§ Extracted entries:
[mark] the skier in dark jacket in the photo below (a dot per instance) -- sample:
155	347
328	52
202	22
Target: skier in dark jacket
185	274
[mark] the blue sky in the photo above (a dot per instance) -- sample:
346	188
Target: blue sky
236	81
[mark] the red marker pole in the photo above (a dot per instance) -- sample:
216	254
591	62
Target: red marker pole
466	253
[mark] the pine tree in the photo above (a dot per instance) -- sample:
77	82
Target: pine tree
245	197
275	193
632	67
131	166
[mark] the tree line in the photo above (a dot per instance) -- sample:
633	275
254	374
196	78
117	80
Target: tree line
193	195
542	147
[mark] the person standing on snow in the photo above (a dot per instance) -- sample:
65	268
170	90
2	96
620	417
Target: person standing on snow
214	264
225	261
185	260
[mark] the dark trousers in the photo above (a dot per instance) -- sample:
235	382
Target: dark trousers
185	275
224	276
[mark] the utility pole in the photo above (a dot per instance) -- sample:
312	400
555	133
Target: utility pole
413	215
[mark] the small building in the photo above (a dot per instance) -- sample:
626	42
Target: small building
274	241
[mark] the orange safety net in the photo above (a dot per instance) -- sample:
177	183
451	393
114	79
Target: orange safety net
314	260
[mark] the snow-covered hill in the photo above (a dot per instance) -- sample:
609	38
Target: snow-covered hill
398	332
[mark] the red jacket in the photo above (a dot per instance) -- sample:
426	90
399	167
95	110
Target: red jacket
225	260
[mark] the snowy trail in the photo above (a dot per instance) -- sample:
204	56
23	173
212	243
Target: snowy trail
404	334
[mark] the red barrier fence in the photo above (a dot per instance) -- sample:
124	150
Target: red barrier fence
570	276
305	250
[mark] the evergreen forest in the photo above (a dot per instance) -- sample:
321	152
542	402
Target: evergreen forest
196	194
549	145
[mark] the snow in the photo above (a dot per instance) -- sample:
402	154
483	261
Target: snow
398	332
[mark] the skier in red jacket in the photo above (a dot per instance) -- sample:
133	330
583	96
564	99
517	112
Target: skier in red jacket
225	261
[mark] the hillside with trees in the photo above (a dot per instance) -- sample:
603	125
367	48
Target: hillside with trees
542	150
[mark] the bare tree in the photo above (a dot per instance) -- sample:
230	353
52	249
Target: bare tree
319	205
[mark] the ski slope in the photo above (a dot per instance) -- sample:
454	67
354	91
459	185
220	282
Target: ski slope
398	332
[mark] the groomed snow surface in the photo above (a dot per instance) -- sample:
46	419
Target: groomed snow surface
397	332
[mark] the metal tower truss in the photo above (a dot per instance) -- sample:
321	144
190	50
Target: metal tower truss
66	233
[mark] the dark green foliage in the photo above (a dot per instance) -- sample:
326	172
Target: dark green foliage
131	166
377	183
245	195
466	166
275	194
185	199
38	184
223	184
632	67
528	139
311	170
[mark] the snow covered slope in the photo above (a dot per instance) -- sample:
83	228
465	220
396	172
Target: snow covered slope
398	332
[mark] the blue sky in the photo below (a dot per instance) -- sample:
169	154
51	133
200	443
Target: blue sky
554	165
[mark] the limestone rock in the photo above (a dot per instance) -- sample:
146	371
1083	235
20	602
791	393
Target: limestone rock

§ Brief: From the entries above, list each line with "rock" in it.

§ Output for this exercise:
[mark] the limestone rock in the photo above (a dot per instance) -- sample:
Target: limestone rock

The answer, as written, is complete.